▶ Records for this task:
_ _ _ _ _
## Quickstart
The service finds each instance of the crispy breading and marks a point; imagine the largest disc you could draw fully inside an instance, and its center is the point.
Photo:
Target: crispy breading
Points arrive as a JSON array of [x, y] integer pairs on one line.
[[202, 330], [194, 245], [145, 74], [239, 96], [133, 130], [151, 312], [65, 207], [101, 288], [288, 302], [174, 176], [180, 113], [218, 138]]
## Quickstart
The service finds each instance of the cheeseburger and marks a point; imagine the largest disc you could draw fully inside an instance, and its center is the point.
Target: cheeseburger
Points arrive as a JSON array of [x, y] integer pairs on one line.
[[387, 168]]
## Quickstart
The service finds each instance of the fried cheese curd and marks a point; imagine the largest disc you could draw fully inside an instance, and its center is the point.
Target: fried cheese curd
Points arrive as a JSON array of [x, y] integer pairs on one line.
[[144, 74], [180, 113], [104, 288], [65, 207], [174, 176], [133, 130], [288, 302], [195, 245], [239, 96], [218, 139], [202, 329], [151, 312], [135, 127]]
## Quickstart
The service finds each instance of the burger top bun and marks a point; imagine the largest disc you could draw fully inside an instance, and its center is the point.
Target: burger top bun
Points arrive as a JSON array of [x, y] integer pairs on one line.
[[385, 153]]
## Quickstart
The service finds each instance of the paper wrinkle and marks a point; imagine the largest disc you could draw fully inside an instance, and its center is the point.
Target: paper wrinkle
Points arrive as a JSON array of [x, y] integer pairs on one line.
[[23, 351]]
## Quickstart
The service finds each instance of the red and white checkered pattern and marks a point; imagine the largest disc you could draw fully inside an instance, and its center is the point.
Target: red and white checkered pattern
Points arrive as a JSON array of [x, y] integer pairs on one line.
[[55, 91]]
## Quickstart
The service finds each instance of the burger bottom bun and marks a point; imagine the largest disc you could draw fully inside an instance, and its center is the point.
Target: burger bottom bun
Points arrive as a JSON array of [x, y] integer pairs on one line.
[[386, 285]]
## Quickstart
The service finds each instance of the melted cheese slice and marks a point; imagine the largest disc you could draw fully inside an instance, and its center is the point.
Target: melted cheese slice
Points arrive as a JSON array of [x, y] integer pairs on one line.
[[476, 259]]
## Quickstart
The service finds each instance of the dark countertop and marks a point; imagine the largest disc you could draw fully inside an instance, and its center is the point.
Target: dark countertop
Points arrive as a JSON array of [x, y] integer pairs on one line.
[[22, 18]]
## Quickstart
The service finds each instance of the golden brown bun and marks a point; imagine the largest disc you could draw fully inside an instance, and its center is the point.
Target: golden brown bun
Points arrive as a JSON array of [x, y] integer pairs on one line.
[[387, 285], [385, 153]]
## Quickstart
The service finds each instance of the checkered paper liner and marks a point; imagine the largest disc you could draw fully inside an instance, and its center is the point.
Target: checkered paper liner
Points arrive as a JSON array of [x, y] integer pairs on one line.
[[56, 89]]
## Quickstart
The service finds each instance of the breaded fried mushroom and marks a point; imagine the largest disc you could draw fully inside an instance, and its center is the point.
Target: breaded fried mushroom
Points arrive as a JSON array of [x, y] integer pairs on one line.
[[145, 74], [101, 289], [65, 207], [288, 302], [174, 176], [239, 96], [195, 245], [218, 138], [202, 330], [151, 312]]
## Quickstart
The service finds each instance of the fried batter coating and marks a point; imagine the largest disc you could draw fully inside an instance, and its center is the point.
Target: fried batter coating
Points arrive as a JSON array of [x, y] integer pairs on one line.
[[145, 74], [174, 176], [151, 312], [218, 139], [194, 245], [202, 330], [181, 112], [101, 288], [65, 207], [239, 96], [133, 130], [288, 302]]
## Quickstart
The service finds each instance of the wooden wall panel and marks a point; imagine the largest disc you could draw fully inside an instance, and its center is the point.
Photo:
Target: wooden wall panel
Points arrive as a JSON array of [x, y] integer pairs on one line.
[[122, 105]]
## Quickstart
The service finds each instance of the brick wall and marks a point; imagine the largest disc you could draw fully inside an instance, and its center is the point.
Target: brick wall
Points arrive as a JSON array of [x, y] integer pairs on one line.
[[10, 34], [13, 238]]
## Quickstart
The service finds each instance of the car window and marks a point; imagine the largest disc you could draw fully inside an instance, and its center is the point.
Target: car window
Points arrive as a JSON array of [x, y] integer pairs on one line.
_ _ _ _ _
▶ Exercise directions: Copy every line of the material, please, keeping it exactly the same.

▶ The solution:
## Quickstart
The service finds each instance of the crispy breading and marks a point; imagine the largest disc you could draw fully inside an instance, and its center is the point.
Photo:
Target: crispy breading
Points arrive as a JSON array of [x, y] integer pairs on one line.
[[202, 330], [194, 245], [145, 74], [239, 96], [133, 130], [151, 312], [65, 207], [101, 288], [288, 302], [174, 176], [180, 113], [218, 138]]
## Quickstart
The service finds each instance of the cheeseburger and marks a point; imagine the largest disc you could draw fully inside an instance, and its center is the point.
Target: cheeseburger
Points arrive as a JSON array of [x, y] integer pairs on one line.
[[387, 168]]
## Quickstart
The service finds each instance of the fried cheese curd and marks a point; imagine the largest disc you could draw fully inside an instance, and its center is the point.
Target: fried cheese curd
Points arrive as a JSON array of [x, y] integer pairs on one line.
[[144, 74], [180, 113], [104, 288], [65, 207], [174, 176], [133, 130], [288, 302], [195, 245], [239, 96], [218, 139], [202, 329], [151, 312], [135, 127]]
## Quickstart
The service finds each instance of the burger top bun and marks a point; imagine the largest disc you could draw fully inside an instance, and its center is the point.
Target: burger top bun
Points arrive as a JSON array of [x, y] integer pairs on one line.
[[385, 153]]
## Quickstart
The service finds each instance of the paper wrinkle and marks a point; imagine the largest disc you could draw fully inside an instance, and its center is the point.
Target: paper wrinkle
Points arrive as a JSON array of [x, y] integer pairs on one line.
[[23, 351]]
## Quickstart
The service finds each instance of the red and white checkered pattern and marks a point; imagine the largest disc you could draw fully inside an instance, and its center is the point.
Target: red and white checkered pattern
Points arrive as a JSON array of [x, y] integer pairs on one line.
[[55, 91]]
## Quickstart
The service finds each instance of the burger bottom bun and marks a point; imagine the largest disc you could draw fully inside an instance, and its center is the point.
Target: burger bottom bun
Points arrive as a JSON array of [x, y] integer pairs on one line.
[[386, 285]]
## Quickstart
The service finds each instance of the melted cheese slice and marks a point; imagine the largest disc you could draw fully inside an instance, and its center is the point.
Target: melted cheese slice
Points arrive as a JSON array of [x, y] integer pairs on one line.
[[476, 259]]
## Quickstart
The service finds each instance of the dark countertop and marks a point; imagine the largest disc you could draw fully inside an instance, and its center is the point.
Target: dark countertop
Points arrive as a JSON array of [x, y] integer pairs on one line.
[[22, 18]]
## Quickstart
The service finds each instance of the golden brown bun and marks a point; imagine the largest disc you could draw fully inside an instance, and its center is the point.
Target: golden brown bun
Points arrive as a JSON array of [x, y] integer pairs on one line.
[[387, 285], [385, 153]]
## Quickstart
The service finds each instance of the checkered paper liner and marks a point; imagine the largest disc you could draw fully inside an instance, and its center is the point.
Target: checkered paper liner
Points arrive as a JSON array of [x, y] integer pairs on one line.
[[56, 89]]
## Quickstart
The service finds each instance of the breaded fried mushroom and marks a point; imagine the largest disc you could draw fully inside an instance, and its center is the point.
Target: breaded fried mushroom
Points arrive as a JSON array of [x, y] integer pairs on one line.
[[145, 74], [101, 289], [65, 207], [288, 302], [174, 176], [239, 96], [195, 245], [218, 138], [202, 330], [151, 312]]
## Quickstart
The service finds each instance of the fried batter coating and marks a point; imagine the largest disc you could draw fully inside an instance, and its center is the point.
Target: fried batter coating
Points arrive as a JSON array of [x, y] integer pairs on one line.
[[145, 74], [174, 176], [151, 312], [218, 139], [194, 245], [202, 330], [181, 112], [101, 288], [65, 207], [239, 96], [133, 130], [288, 302]]
## Quickstart
The service finds each instance of the wooden wall panel and marks a point; imagine the largest disc you could draw fully inside an instance, and its center is the point.
Photo:
Target: wooden wall panel
Points arrive as a JSON array of [x, y] integer pairs on one line.
[[122, 105]]
## Quickstart
The service finds each instance of the brick wall and marks a point; imagine the largest disc you could draw fully inside an instance, and its center is the point.
Target: brick wall
Points arrive as a JSON array of [x, y] integer pairs on one line.
[[10, 34], [13, 238]]
## Quickstart
The service finds each instance of the car window and marks a point; imagine the largest disc you could draw fully inside an instance, and its center is the point.
Target: car window
Points arrive as a JSON array of [x, y] integer pairs on one line.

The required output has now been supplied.